### [EXERCISE BRIEF]
Reproduce every one of the records below word for word, omitting the pictures from your reproduction.

### [Entries of extracted data]
________
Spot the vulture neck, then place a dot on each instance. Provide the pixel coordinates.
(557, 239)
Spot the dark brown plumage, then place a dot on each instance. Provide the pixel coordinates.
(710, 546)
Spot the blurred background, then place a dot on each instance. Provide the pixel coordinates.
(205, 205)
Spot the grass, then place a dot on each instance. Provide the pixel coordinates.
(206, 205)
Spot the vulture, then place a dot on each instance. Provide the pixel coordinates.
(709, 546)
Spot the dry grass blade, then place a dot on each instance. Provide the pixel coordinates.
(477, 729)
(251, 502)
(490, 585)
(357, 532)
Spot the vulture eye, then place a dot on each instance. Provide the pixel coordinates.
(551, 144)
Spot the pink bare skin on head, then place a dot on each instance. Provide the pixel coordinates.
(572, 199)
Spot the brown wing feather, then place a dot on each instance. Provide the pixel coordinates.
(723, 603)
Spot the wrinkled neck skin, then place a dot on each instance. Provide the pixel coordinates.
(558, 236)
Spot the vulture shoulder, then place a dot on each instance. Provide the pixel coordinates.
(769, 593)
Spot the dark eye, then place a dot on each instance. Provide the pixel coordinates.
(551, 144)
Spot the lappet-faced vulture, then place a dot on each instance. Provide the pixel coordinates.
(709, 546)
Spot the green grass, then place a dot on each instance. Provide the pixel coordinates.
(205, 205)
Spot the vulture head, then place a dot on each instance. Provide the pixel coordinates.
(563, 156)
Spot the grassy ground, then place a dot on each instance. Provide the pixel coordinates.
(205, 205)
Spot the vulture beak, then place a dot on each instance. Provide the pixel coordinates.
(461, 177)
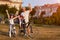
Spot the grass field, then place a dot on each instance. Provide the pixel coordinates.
(39, 33)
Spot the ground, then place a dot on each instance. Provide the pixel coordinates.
(39, 33)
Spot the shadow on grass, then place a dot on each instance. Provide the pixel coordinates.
(3, 33)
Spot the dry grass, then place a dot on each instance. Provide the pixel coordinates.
(39, 33)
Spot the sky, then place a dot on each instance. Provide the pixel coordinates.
(39, 2)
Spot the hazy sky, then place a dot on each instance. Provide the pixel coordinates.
(39, 2)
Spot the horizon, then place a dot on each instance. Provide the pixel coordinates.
(39, 2)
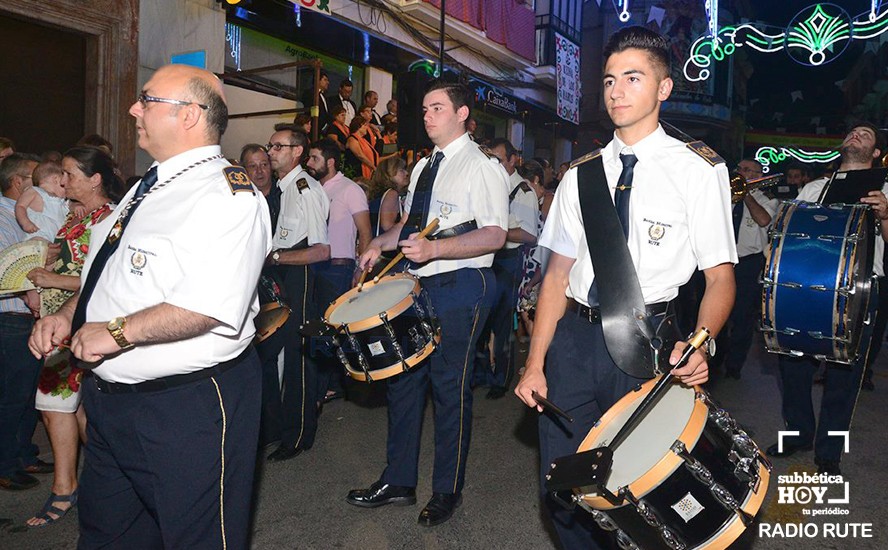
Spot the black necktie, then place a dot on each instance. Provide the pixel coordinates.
(422, 198)
(621, 203)
(108, 248)
(737, 214)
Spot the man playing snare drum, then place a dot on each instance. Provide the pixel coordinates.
(467, 190)
(678, 219)
(863, 144)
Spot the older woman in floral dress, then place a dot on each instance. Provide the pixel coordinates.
(90, 178)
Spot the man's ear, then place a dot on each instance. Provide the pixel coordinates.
(664, 89)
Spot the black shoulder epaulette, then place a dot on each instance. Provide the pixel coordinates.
(487, 152)
(587, 157)
(705, 152)
(237, 179)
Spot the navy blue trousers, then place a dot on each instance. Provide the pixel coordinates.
(583, 380)
(19, 372)
(462, 300)
(508, 270)
(162, 469)
(331, 282)
(746, 313)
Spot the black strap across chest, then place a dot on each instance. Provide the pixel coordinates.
(627, 328)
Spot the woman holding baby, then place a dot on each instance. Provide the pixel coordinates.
(88, 177)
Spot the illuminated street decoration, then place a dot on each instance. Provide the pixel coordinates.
(712, 14)
(815, 36)
(773, 155)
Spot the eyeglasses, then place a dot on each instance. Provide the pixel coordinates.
(145, 98)
(277, 146)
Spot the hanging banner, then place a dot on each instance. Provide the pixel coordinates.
(567, 77)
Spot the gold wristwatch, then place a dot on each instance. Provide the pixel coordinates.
(115, 327)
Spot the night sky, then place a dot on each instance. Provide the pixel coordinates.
(775, 75)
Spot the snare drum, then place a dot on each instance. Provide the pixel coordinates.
(385, 329)
(691, 477)
(817, 280)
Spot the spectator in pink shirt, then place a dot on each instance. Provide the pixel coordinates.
(348, 225)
________
### [EXPECTED ANSWER]
Spot the vulture neck, then place a dot on each instance. Provide the pixel coordinates.
(557, 239)
Spot the dark brown plumage, then place a dot on each instance. Provide the pixel coordinates.
(710, 546)
Spot the blurred background, then place a dot on each instance. Provide the pixel coordinates.
(205, 205)
Spot the grass, then place a dot on each instance. Provide the pixel coordinates.
(206, 205)
Spot the vulture, then place a dot on each instance. Provide the pixel coordinates.
(709, 546)
Spot the dry grass blade, then place a dot on each instance. Provide the pixel coordinates.
(477, 729)
(251, 502)
(490, 585)
(357, 532)
Spot the vulture eye, then place a dot on each instance. Provide the pixel coordinates.
(551, 144)
Spot the pink bare skin on head, then place a dot on each instance. Provide the pixel coordinates.
(572, 199)
Spot the brown wing feather, then place a dot on each instance. Provide the pixel coordinates.
(723, 603)
Spot the wrinkled neck skin, then place a dot on each instance. Provide the pixel coordinates.
(558, 236)
Spot the vulture shoulder, then place a dot on each instance. Provide the pixel coordinates.
(769, 593)
Spot the dark eye, then place a dot on each instance. Provide the pixel coordinates.
(551, 144)
Spot the lappet-faced vulture, then place a dot on each instance. Provide the pixel coordinates.
(709, 546)
Spot the green grass, then place a dot on each instance. Provide the pixel coordinates.
(205, 205)
Spot the vulture head, then place a dot on each instance. Provide the pixel coordinates.
(563, 156)
Spot the grassy ground, then place a dot on each instance. Provide the pixel coordinates.
(205, 205)
Spot the vulture beak, then place a dot on each instance. Provide the pixel coordinates.
(461, 177)
Spot the grass field, then place a dot on each instance. Provide the pixel coordinates.
(39, 33)
Spot the ground, then place a dot on each instance. Provide the pixel coordinates.
(39, 33)
Spot the shadow on grass, then place a dot on each instance. Provide the pixel coordinates.
(3, 33)
Spot the dry grass, then place a dot on each instance. Provide the pixel coordinates.
(39, 33)
Spot the sky, then place a dot on each instance. Provide the pixel coordinates.
(39, 2)
Spot the hazy sky, then place a dot on each instance. Provide the pixel coordinates.
(39, 2)
Spot the horizon, then place a dot on each instance. Provide the pixel coordinates.
(39, 2)
Spot the black necktie, then place a dot on each instance. Provide the pixel coordinates.
(422, 198)
(621, 203)
(108, 248)
(737, 214)
Spot the man playing snare drum, then place a dot on each instance. Provide the pixel coordinates.
(467, 190)
(678, 219)
(863, 144)
Spot the older woman in floral dress, then place a dot on each instance. Provide the pixel coordinates.
(90, 178)
Spot the man's ear, then place a dot on each instance. Provide the pixel coordinates.
(664, 89)
Spot the black shoulder epaulette, then place a dot on each instance. Provide the pixel coordinates.
(487, 152)
(587, 157)
(705, 152)
(237, 179)
Spot the navy blue trousers, then place a dot on each instance. Provide the pixel coordinates.
(583, 380)
(19, 372)
(462, 300)
(508, 270)
(162, 469)
(331, 282)
(746, 313)
Spot the black strap across chest, then place a dot on each instance. Provide the pixel coordinates.
(627, 328)
Spot the woman holding baby, then place a dot on each instance. Provide the pixel coordinates.
(88, 177)
Spot the illuminated street decoration, then place a dot on each instance. Provide the pixel coordinates.
(712, 14)
(815, 36)
(773, 155)
Spot the eyeglasses, then place a dot on each instance. Provide the pixel coordinates.
(145, 98)
(277, 146)
Spot the hanging banner, then place a dot on each instance. Provide the pixel coordinates.
(567, 77)
Spot the gold wristwatch, then place a dot on each instance. Provide the pixel coordinates.
(115, 327)
Spot the night sky, then place a dot on each instance. Provide the pixel coordinates.
(775, 75)
Spot the snare drum, then place a dot on each instance. Provide the pixel coordinates.
(385, 329)
(691, 477)
(817, 280)
Spot the spectator in pink shirt, then place a dot on each instance. Provide the pixel coordinates.
(348, 225)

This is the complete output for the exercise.